Written request A -
Express the records as a JSON list of strings, one string per line and with blank lines omitted, covering the part that runs from the start of the records through the line containing "POLYGON ((239 28, 231", and leave the pictures out of the answer.

-- start of Text shown --

How games work (an occasional series)
I’ll continue to post these as often as I’m able until the end of the semester. Some may be meaningful to you and your work; others less so.
Our games ought (literally) to “make sense.”
Games constitute tiny, nearly-perfect worlds where we get to design and implement our own arbitrary boundaries and barriers.
In this world, we spend our lives striving after meaning, trying desperately to make sense of things that seem — to our limited understanding — incomprehensible. Why did he break up with me? Why did they not like our gift? Why can’t I just finish writing this paper? We look everywhere for causality, and content ourselves — as best we can — with the least-worst rationale we can find. Sometimes those rationales are sad and self-defeating (“He broke up with me because I am not smart enough”); sometimes they may lead us in new directions (“I cannot finish this paper because I am disappointed by my thesis.”)
The characters in most of the stories we tell are really just avatars of ourselves, all of them hungry to make sense of the senseless. The Princess Bride memorably features Mandy Patinkin as the Spaniard whose father is unjustly slain by a heartless Count. The boy devotes his life to avenging his father’s death, repeating his mantra to everyone he meets: “Hello. My name is Inigo Montoya. You killed my father. Prepare to die.” Revenge helps Montoya find meaning in a cruel universe; seeing the arc to its completion helps the movie’s audience find meaning in the story itself.
The detective story was all the rage at the start of the 20th Century in the West, in part because we were all convinced that logic and reason were truly going to fix the world: Detectives were heroes because they proved, time and again, that the world could be seen to make sense. Detectives like Sherlock Holmes and Hercule Poirot masterfully dissected criminal mysteries to reveal hidden causalities, making the Truth known to all. 1
The police procedural — by now a staple of American television for decades — is not all that different: 40 minutes of increasingly confusing and apparently broken causal relationships, followed by 3.5 minutes of a clear, authoritative summary of what really happened.
Even the end of every Scooby Doo Mystery was typically the unmasking of the criminal, and the revelation of causation: “Its the groundskeeper Mr. Curtis!”, or “It was Old Man Stillwell the whole time!” and then Fred or Thelma proceeds to explain everything to everyone’s satisfaction.
Our games can do the same thing. They can be little sense-making machines.
Games — whatever else they do — can offer your players little moments of reprieve. By ensuring that gameplay is “transparent” — that is, by ensuring that every event in-game is part of a traceable chain of events — you offer your player an important consolation: Win or lose, at least she gets to understand why everything happened to her as it did.
A player should be able to trace her loss back to a single crucial mistake she made during the endgame; or she should be able to see that — owing to her opponent’s foolish opening gambit — her win was practically inevitable from the start.
Even if a victory or a loss arises from a roll of the dice or a lucky hunch, it is important that the player be able to see that.

-- end of Text shown --

Written request B -
In the essay on how games work, which actor plays the Spaniard in The Princess Bride?

-- start of Dataset content --

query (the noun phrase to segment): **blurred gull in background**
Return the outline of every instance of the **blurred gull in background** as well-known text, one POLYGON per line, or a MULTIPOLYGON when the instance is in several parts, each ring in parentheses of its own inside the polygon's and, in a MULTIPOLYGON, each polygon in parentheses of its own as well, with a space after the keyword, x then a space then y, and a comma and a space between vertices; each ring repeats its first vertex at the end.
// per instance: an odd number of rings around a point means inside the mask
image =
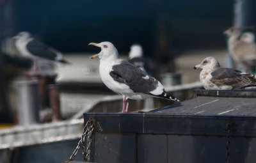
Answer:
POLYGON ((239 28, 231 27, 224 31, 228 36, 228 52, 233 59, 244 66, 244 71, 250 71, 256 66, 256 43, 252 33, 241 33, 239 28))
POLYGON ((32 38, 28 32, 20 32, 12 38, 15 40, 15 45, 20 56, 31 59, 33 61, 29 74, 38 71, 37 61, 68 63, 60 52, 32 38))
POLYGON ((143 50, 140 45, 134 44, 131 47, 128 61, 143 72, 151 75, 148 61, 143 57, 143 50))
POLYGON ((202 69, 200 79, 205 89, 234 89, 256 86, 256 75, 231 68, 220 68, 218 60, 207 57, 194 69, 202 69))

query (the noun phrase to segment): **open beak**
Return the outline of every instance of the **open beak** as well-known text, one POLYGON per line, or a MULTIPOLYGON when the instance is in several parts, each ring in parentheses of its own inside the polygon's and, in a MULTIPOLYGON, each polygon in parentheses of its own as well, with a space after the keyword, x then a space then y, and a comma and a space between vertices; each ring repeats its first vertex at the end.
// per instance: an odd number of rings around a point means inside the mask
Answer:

-- end of Dataset content --

Final result A -
[
  "query (the noun phrase to segment): **blurred gull in background**",
  "Return the outline of every instance of the **blurred gull in background** as well-known text, one POLYGON per line, or a MULTIPOLYGON when the instance is in several parts, each ring in parentheses of its own inside the polygon's and, in a MULTIPOLYGON, each polygon in parentheses of its own as well, with a space after the keyword, x then a space then y, and a comma and a space between vertices; each ring repeats its first vertex at the end.",
  "// per instance: an odd number of rings around a point means inside the mask",
  "image =",
  "Answer:",
  "POLYGON ((239 28, 231 27, 224 31, 228 36, 228 52, 233 59, 244 66, 244 71, 250 71, 256 66, 256 43, 252 33, 241 33, 239 28))"
]

Final result B -
Mandy Patinkin